[Stated problem 1]
According to the Java string similarity thread, what threshold does the posted solution use to decide whether two strings are similar?
[Stated problem 2]
Rewrite the Java string similarity thread from "What you're asking" up to and including "thought about yet.", putting "criteria" in place of "rules".
[Stated problem 3]
List every Java class that the code in the Java string similarity thread imports.

──────── Selected excerpt ────────

0

I've did some research, and I've found topics going off checking if a string is a substring in a string, and choosing the closest string to the specified string, but how would I check if one string is similar to another and provide a true/false response? ie:

String 1: JAVA IS A PROGRAMMING LANGUAGE
String 2: JAVA IS A PROGRAMMING LANGUAG X

This would return a "true"

String 1: JAVA IS A PROGRAMMING LANGUAGE
String 2: I ATE THE CAKE

This would return "false"

Thanks.

Sophia Zhuang
  • 29
  • 1
  • 3
  • You need to learn basics of java. – afzalex Oct 19 '14 at 01:32
  • 3
    Please refer this article. http://stackoverflow.com/questions/955110/similarity-string-comparison-in-java – bhugo313 Oct 19 '14 at 01:33
  • @HugoBauer: Consider flagging this question as a duplicate of that one (if you think it is). – Jeffrey Bosboom Oct 19 '14 at 01:34
  • There's no general way to provide a true/false result here -- you'll have to use one of the edit distance metrics and set a threshold below which you consider two strings to be similar. – Jeffrey Bosboom Oct 19 '14 at 01:35
  • 3
    @afzalex: This doesn't have anything to do with equals() -- the poster explicitly wants to know if strings are _similar_, not _equal_. – Jeffrey Bosboom Oct 19 '14 at 01:36
  • I was mainly thinking of providing a verification level, a integer from 1-10 or something, the lower it is, the more strict the verification, and the higher it is, the more lenient. – Sophia Zhuang Oct 19 '14 at 01:50

3 Answers3

5

What you're asking is a bit non-trivial. The core of your answer, is another question:

How do you define "similar"?

You need to specify some rules governing this, and some threshold associated with the rules, which I'm not sure you have even thought about yet.

For instance, below is a simple solution (Go easy on me on the pretty-ness or efficiency, I just threw this together really fast so the code may be a bit messy...I was more concerned with answering the question...you can refactor it yourself if you want). There is a threshold of %75, in which I check to see if the number of characters in the smaller string matches up to %75 percent of the larger string (Note: java.lang.String is final, so you cannot extend it):

import java.util.HashMap;
import java.util.Iterator;
import java.util.Map;
import java.util.Set;
import java.util.logging.Level;
import java.util.logging.Logger;

public class MyString{
  private static final float THRESHOLD = (float) 0.75;

  private final Logger logger = Logger.getLogger(MyString.class.getName());

  private String str;
  private Map <Character, Integer> strMap;

  public MyString(String str){ //java.lang.String is final...

──────── Dataset section ────────

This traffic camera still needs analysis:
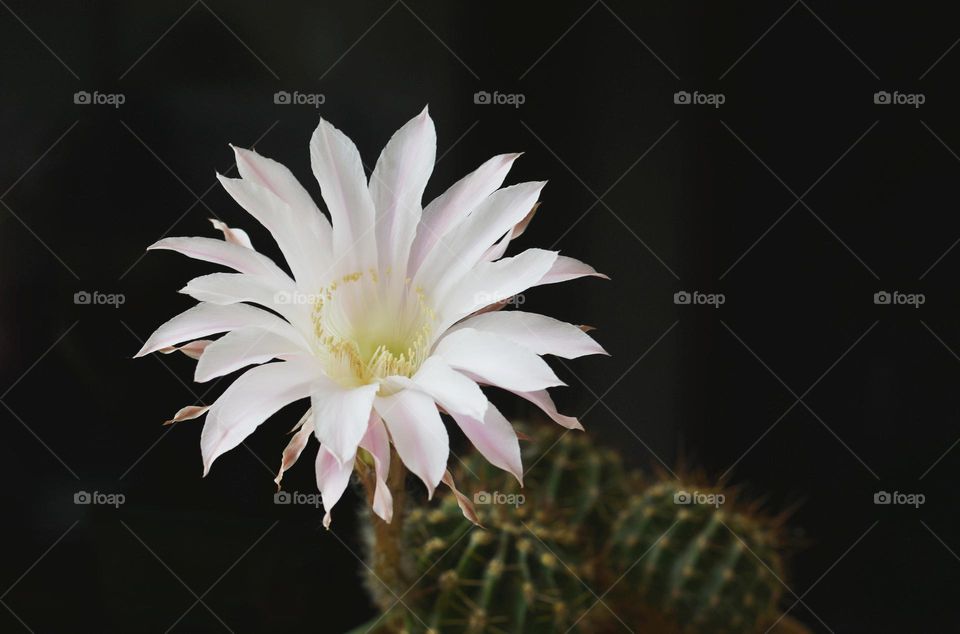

────────

[Written response 1]
75 percent (0.75)

[Written response 2]
What you're asking is a bit non-trivial. The core of your answer, is another question:

How do you define "similar"?

You need to specify some criteria governing this, and some threshold associated with the criteria, which I'm not sure you have even thought about yet.

[Written response 3]
HashMap, Iterator, Map, Set, Level, Logger